[Opening DOCUMENT SEGMENT section]

Linh: To be honest, I’d love to do that. But now the rig is set up in a way that facilitates changing really quickly. Because we do everything on the spot and improvise a lot, it needs to be quick and intuitive at the same time.
On the note of your very intuitive, improvisational process — how do you incorporate that intuition and improvisation when playing a bigger production (say, at Dekmantel)? 
Marvin: It depends on the show. We derive from the energy of the crowd, right?
Linh: Yeah, I think it doesn’t really change our intuitive on-stage process, whether we’re playing bigger shows or smaller ones. Of course, we indeed feel the energy of the crowd, what they like and how they respond to things, but that’s true for every set. In essence, every different crowd makes for every different set. 
Do you have anything set in stone before starting a set?
Marvin: We do have a red thread or flow in mind, but the music is always new. 
I see you’re often performing under cache/spirit lately, which is an audiovisual project in collaboration with Jeisson Drenth. What’s inspired the choice to work with this new medium? 
Linh: I think everything with Jeisson went very organically. We first started working together for our video, An Eye for A.I.. Afterwards, we became friends and worked together on the audiovisual live show, which debuted at Trauma Bar. Later, Covid urged us to do things in a different form, that’s when we started with the installation.
Marvin: It all happened during Covid, which gave us a lot of time to examine what we were doing. We already wanted to change our project drastically, as we also changed a lot as people.
Changed in what way?

[Closing DOCUMENT SEGMENT section]
[Opening DATA SECTION section]

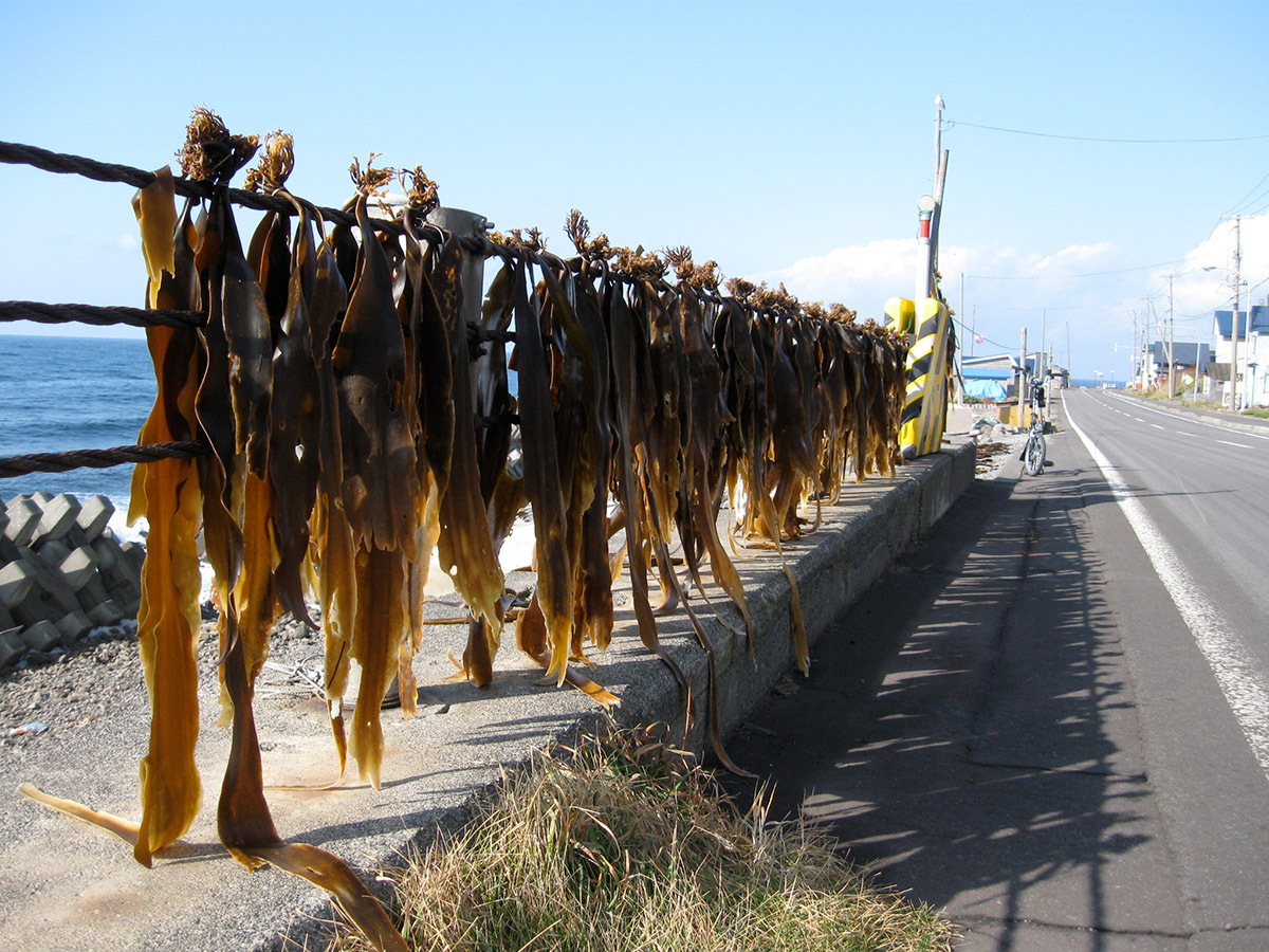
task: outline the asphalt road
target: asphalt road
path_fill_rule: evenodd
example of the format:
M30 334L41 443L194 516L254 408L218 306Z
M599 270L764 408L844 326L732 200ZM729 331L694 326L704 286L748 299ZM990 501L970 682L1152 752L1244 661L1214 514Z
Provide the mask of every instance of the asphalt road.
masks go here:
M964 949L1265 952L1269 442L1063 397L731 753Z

[Closing DATA SECTION section]
[Opening DATA SECTION section]

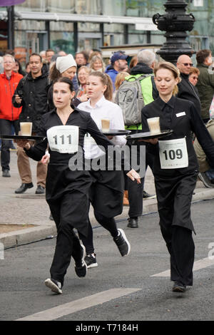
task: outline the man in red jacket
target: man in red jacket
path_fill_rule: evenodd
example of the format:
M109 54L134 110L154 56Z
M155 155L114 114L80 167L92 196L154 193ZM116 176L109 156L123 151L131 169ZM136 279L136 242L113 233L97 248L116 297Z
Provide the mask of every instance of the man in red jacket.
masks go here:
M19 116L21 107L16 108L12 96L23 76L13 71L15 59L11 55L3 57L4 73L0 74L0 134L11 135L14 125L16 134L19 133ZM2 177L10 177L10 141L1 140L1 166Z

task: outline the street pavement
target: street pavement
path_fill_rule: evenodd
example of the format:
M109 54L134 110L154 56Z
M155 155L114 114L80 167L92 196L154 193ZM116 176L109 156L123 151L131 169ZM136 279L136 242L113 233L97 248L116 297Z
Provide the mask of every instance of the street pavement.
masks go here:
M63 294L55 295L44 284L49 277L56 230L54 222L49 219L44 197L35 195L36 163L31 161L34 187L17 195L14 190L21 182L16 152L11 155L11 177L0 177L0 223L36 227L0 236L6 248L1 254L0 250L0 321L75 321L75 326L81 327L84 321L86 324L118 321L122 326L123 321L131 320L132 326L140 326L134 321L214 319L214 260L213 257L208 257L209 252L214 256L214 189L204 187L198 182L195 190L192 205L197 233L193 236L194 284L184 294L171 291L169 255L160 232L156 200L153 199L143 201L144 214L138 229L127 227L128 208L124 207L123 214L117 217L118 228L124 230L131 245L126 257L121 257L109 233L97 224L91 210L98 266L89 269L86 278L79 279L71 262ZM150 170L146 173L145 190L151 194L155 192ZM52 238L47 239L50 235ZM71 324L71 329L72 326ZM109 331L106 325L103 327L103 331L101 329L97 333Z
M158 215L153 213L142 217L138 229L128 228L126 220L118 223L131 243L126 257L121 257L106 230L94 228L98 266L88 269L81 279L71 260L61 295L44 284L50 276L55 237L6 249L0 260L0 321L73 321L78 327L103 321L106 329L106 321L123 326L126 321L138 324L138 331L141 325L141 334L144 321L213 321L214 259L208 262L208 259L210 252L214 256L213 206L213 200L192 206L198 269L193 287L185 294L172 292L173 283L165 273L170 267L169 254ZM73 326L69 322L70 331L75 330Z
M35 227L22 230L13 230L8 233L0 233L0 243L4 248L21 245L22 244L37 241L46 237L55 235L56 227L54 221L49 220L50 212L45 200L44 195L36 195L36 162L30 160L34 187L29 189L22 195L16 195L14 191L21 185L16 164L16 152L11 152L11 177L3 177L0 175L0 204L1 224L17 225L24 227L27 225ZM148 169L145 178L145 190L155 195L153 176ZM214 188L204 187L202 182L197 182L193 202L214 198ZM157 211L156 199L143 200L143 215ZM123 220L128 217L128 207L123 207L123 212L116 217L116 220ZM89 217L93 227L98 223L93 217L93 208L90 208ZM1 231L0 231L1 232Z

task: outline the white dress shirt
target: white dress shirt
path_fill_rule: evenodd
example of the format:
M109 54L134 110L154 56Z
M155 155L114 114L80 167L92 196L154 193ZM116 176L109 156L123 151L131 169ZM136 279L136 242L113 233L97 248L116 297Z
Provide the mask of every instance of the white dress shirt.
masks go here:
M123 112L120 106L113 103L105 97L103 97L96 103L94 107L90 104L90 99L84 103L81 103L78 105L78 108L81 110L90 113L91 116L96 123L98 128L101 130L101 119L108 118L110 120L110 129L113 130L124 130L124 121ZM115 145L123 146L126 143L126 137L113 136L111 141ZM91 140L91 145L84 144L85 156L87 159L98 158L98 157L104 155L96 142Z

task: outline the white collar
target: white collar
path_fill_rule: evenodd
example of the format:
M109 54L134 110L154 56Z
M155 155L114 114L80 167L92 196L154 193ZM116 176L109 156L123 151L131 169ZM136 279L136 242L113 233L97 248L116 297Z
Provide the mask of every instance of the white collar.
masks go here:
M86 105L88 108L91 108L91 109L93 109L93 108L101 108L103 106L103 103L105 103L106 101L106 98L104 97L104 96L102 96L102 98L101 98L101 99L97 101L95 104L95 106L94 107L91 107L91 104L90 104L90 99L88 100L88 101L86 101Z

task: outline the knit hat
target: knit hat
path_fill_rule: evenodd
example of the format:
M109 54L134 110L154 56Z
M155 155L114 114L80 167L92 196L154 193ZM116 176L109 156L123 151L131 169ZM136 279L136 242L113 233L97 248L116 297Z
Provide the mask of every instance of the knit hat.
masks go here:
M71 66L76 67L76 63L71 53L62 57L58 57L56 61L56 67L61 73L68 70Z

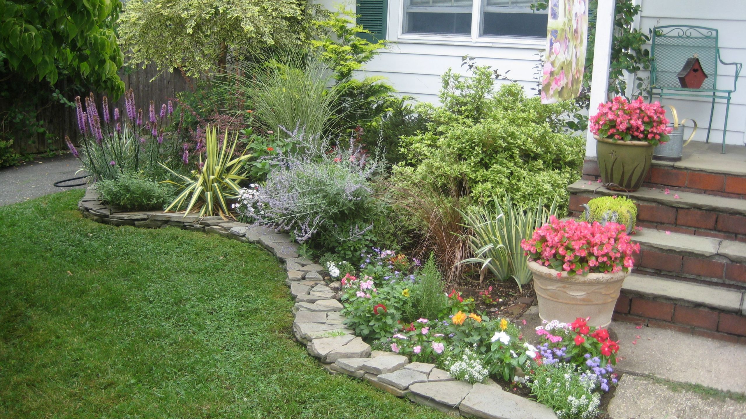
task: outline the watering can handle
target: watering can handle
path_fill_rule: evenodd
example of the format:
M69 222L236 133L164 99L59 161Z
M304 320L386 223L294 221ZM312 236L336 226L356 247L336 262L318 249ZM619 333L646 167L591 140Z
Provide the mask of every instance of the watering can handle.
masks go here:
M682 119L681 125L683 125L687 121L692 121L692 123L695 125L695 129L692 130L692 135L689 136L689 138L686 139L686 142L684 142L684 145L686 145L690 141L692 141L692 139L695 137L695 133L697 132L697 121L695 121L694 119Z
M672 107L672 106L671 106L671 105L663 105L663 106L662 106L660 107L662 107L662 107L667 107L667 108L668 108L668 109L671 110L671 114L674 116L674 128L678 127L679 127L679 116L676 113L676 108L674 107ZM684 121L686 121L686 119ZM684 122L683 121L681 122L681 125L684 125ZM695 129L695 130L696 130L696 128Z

[Closing DATA SECTION section]

**EXPLORE THE MATERIAL:**
[1] In the interview, where did the audiovisual live show with Jeisson Drenth debut?
[2] Continue the interview from the point where it stops.
The data plays no part in these tasks.

**OUTPUTS IN ORDER:**
[1] It debuted at Trauma Bar.

[2]
Marvin: We both came out as queer some years ago. We got new friends, new lovers — (laughs)! We just felt more comfortable sharing who we are. With that, we felt a big need to share our cultural heritage as well and to inspire other Southeast Asians. Because we’re both Southeast Asian. Although that already manifested in the music we’re making, we felt the need to show it in video and installation too.
I think your music usually really invites you to dance. Would you say the same is true for cache/spirit?
Linh: Definitely.
Marvin: We have the cache/spirit installation, which has really hard dance moments as well. But, there are also a lot of ambient, poetry and introspective moments. The live show is very loud, hard and fast again.
Linh: Cache/spirit as the installation is very emotional, manifesting the rage and joy that comes from research and the discovery of self. We also do a listening session in the installation, which is more of an ambient, ritual vibe. We all sit on the floor, candles are lit etc. But yes, then we also have the really hard, danceable live show.
Marvin: But you learn a few things along the way.
What things? 
Marvin: The visual show explores our backgrounds, there’s some text, there’s a poem in the middle. It’s not too in your face, but it does convey a message.
Linh: A lot of people have said it felt a bit educational, without being too preachy. Like: ‘There was a message, I was dancing, staring at a screen… but also felt like I learnt something’.
I read some of your texts for cache/spirit, where you also discuss your cultural identity and roots. This obviously plays a big part in your work. But, how do you translate it into the music?
Marvin: A few years ago, we simply tried to make techno music. That drastically changed.
Linh: Now we’re more true to ourselves. We always were, but we didn’t feel comfortable enough to show it in the music before. I think, I’ve been digging into my heritage as a way to understand myself, how my past inspired who I am today — and how the lives and histories of my parents, from fleeing Vietnam to coming here, have impacted me as a person. My search for self also made me more proud of my heritage. I want to show it, share it and inspire other people with it.
Lastly, let’s circle back to act on Dekmantel. Despite your love for improvisation, do you have anything planned for us?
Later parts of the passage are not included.